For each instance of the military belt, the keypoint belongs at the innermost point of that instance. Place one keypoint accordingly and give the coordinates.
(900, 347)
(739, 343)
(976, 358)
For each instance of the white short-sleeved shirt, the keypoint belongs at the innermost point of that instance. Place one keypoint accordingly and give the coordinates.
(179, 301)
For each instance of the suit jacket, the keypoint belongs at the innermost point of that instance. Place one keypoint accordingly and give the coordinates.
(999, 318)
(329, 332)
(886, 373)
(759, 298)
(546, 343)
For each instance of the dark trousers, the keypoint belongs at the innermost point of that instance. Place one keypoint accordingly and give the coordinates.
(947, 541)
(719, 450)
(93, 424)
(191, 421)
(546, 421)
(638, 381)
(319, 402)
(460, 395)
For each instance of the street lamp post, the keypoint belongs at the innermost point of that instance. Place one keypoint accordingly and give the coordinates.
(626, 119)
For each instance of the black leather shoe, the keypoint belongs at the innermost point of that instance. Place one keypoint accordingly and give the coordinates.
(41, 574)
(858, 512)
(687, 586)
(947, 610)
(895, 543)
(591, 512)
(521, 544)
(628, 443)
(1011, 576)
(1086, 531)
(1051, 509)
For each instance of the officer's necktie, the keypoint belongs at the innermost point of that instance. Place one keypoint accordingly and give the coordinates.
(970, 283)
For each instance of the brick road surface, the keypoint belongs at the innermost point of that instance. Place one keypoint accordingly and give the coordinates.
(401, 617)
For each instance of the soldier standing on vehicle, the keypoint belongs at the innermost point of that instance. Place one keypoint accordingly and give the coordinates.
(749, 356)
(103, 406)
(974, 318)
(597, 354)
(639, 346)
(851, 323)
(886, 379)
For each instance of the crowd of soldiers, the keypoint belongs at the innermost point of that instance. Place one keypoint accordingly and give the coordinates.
————————
_What this task involves_. Line by line, please reproduce the records exactly.

_The answer_.
For each instance of the military belt, the keypoint belongs at the innermost point of that instance. Place one keypoint accordingly and give the coordinates.
(900, 347)
(739, 343)
(976, 358)
For each instance of the white short-sleeved shirt, the keypoint belongs at the innermost point of that instance. Place one keypoint accordingly and give the coordinates.
(179, 301)
For each instance of the suit jacket, the keypoint belongs at the innermost point of that instance. Place one keypoint accordingly and give the coordinates.
(999, 318)
(329, 332)
(886, 373)
(759, 298)
(546, 343)
For each instance of the dark trousers, the keypoint belongs at the innermost point of that instance. Place one keypoint accordingly and give the coordinates.
(947, 541)
(719, 450)
(93, 424)
(191, 421)
(546, 421)
(638, 381)
(319, 402)
(460, 395)
For each instance of the street lamp post, the keypoint belongs at the innermost point of that instance. Place one keypoint accordingly and give the coordinates.
(626, 119)
For each instance of the black leather shoe, the keypoint belongs at the innermost point of that instance. Place one keypoint accordingly and give the coordinates.
(41, 574)
(858, 512)
(687, 586)
(947, 610)
(895, 543)
(591, 512)
(521, 544)
(628, 443)
(1011, 576)
(1086, 531)
(1051, 509)
For each instance of the officer's necktie, the keypoint belongs at the innermost point of that instance. Place one keypoint accordingly and give the coordinates.
(970, 283)
For each instance of the brick road surface, the keypoint belongs at the innermost point of that instance. Place one keypoint accordingly and give the coordinates.
(401, 617)
For each instance of the soldier standing on vehicle, the keypoint belongs at the innermost point of that instance. Place one keypoint accordingly and give the coordinates.
(749, 356)
(103, 406)
(974, 318)
(597, 354)
(639, 346)
(851, 323)
(886, 379)
For each instance of the crowd of soldiers, the keypoint belongs at the innermost point of that instance. Place one keypoint accordingly and give the coordinates.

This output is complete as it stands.